Task to complete:
Count the lines in the records below that contain the string "neck", with uppercase and lowercase letters treated as different. Reply with the number alone.

═══

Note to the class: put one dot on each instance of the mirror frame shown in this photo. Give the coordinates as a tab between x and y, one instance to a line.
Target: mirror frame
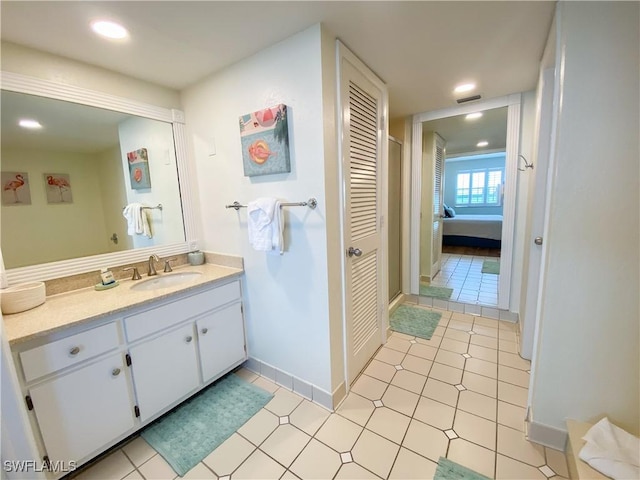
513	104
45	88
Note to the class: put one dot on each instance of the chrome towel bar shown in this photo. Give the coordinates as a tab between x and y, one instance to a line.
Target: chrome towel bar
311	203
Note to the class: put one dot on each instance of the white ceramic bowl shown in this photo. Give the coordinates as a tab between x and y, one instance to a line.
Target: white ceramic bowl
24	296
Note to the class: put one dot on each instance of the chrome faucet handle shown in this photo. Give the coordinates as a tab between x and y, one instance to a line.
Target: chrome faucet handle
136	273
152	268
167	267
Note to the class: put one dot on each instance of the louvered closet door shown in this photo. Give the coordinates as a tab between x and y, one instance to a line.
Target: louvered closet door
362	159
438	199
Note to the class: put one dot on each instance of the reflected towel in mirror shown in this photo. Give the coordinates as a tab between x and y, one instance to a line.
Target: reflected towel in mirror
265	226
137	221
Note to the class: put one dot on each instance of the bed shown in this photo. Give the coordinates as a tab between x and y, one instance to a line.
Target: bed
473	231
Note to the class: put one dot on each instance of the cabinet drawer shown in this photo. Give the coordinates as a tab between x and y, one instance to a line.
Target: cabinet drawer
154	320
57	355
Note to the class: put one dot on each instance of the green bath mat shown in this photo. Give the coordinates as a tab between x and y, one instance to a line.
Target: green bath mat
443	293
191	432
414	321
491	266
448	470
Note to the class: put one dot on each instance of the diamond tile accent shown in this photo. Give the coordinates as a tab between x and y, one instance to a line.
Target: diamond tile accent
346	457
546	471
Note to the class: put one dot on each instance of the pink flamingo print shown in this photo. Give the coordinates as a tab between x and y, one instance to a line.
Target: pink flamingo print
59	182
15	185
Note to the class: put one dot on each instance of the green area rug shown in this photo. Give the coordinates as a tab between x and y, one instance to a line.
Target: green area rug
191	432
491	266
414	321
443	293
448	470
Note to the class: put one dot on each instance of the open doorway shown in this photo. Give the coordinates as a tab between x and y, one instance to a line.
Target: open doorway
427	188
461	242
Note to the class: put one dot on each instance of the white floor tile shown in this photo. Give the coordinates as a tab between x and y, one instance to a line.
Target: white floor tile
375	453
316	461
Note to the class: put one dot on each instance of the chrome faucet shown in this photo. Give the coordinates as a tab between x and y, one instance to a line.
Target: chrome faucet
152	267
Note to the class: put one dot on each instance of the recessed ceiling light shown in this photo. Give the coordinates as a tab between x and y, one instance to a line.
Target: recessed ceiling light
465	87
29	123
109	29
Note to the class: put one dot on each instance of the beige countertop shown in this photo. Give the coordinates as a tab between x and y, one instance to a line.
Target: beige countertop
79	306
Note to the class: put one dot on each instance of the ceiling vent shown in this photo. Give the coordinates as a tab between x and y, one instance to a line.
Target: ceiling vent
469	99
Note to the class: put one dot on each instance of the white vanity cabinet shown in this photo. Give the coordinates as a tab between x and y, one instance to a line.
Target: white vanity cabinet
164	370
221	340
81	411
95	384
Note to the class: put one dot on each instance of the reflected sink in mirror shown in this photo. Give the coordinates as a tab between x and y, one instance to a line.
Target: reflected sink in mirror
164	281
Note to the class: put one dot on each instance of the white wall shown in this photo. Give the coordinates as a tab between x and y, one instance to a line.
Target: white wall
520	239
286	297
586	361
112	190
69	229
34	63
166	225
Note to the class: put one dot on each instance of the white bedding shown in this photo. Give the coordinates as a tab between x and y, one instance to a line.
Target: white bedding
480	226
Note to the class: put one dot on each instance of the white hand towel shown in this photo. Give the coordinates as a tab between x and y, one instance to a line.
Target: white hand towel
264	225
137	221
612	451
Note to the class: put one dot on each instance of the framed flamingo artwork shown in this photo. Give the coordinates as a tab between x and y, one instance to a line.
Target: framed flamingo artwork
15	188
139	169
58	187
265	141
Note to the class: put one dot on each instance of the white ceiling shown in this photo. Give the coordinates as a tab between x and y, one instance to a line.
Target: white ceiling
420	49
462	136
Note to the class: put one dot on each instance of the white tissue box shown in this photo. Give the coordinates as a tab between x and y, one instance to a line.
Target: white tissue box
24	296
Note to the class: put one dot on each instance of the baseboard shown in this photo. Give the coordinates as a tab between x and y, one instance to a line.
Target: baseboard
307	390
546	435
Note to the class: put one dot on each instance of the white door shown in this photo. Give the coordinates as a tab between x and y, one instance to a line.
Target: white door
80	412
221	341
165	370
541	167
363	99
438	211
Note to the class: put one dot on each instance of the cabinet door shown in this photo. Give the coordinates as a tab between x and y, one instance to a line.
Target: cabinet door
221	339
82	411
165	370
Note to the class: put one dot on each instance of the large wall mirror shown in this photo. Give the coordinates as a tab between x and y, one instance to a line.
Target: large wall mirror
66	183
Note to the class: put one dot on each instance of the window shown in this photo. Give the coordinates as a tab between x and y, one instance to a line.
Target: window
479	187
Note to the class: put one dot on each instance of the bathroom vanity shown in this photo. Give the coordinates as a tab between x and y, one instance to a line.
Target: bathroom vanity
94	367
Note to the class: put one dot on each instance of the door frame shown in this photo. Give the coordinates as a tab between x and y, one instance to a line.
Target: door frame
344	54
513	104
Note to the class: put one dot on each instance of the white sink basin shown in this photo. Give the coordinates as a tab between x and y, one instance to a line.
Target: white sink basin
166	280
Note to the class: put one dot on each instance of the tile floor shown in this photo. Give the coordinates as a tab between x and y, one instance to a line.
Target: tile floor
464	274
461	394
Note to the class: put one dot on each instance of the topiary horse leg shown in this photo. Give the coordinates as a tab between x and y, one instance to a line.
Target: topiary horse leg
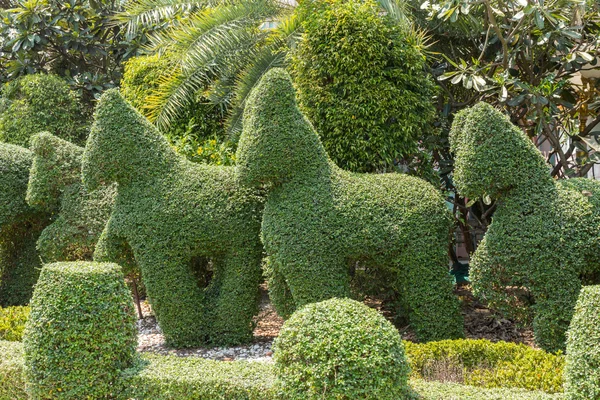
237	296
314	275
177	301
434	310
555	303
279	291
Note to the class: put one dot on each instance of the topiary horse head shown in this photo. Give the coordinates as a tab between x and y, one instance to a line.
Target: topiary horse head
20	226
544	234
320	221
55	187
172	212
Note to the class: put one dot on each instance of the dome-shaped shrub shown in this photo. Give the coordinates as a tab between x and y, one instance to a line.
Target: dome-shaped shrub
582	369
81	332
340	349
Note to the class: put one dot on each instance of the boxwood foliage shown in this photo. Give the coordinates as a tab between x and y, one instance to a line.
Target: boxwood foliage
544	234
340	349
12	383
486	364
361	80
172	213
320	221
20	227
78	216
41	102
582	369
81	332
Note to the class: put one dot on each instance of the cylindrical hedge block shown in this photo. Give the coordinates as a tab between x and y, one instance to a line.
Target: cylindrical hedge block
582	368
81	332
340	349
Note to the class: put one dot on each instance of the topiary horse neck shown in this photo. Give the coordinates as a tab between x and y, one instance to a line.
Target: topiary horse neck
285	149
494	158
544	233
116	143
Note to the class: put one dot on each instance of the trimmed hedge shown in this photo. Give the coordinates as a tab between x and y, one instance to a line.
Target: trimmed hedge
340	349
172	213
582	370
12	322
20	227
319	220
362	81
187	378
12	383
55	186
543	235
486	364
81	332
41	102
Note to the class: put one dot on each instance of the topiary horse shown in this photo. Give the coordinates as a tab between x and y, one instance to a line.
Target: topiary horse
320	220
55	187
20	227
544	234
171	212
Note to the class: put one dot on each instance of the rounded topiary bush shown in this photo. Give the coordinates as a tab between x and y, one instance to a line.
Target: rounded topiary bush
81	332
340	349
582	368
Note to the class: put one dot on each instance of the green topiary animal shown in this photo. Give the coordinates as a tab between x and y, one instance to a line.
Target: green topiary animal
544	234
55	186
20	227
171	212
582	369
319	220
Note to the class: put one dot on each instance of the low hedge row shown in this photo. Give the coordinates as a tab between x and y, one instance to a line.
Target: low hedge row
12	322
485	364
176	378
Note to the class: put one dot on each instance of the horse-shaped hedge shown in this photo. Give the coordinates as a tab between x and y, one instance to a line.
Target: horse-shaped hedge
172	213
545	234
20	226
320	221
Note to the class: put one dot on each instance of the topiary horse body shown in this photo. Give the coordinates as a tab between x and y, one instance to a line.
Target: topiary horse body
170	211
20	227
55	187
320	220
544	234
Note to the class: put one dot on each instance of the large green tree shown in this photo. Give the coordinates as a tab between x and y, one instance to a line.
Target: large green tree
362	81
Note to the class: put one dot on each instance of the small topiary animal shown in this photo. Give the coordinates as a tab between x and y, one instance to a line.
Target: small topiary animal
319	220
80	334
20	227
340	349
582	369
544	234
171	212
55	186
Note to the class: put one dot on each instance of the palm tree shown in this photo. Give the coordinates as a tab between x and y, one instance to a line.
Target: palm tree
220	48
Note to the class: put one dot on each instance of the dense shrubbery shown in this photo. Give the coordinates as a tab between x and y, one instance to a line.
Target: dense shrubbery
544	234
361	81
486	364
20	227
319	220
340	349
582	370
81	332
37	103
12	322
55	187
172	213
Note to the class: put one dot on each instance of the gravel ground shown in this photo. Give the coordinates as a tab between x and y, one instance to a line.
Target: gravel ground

═══

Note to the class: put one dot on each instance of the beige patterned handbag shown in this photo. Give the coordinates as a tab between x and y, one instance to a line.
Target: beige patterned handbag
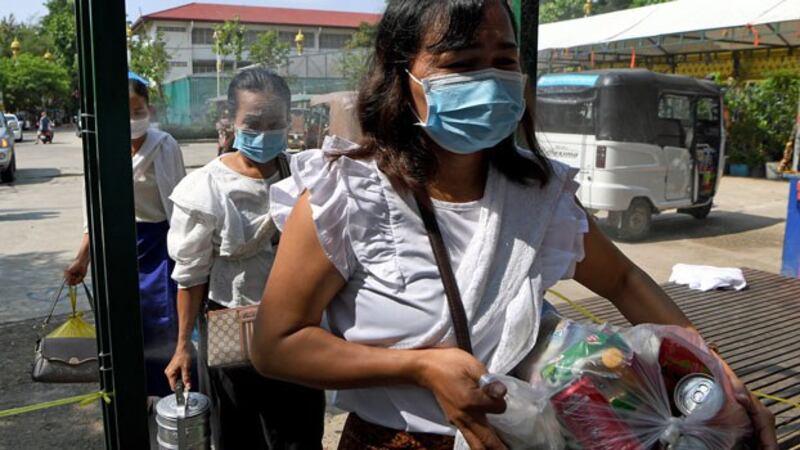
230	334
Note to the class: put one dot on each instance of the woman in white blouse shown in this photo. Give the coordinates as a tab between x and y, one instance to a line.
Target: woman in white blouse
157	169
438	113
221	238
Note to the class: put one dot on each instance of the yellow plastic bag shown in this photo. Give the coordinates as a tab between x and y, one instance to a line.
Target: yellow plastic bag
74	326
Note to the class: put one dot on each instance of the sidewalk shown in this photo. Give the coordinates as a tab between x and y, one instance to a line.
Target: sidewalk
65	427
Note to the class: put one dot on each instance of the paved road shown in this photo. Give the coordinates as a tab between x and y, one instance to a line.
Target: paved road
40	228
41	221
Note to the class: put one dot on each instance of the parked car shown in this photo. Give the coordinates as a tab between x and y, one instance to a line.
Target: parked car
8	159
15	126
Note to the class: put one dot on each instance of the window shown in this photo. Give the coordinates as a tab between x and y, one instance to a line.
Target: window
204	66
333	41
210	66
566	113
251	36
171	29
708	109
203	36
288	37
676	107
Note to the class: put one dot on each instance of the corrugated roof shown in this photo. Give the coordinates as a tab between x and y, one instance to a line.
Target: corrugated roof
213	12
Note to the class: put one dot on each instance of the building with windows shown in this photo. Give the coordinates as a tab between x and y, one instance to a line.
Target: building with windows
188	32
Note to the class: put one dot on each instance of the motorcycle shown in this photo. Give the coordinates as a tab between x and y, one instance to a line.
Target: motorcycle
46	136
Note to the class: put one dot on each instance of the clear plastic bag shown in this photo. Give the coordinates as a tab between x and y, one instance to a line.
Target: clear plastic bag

═══

Full solution:
2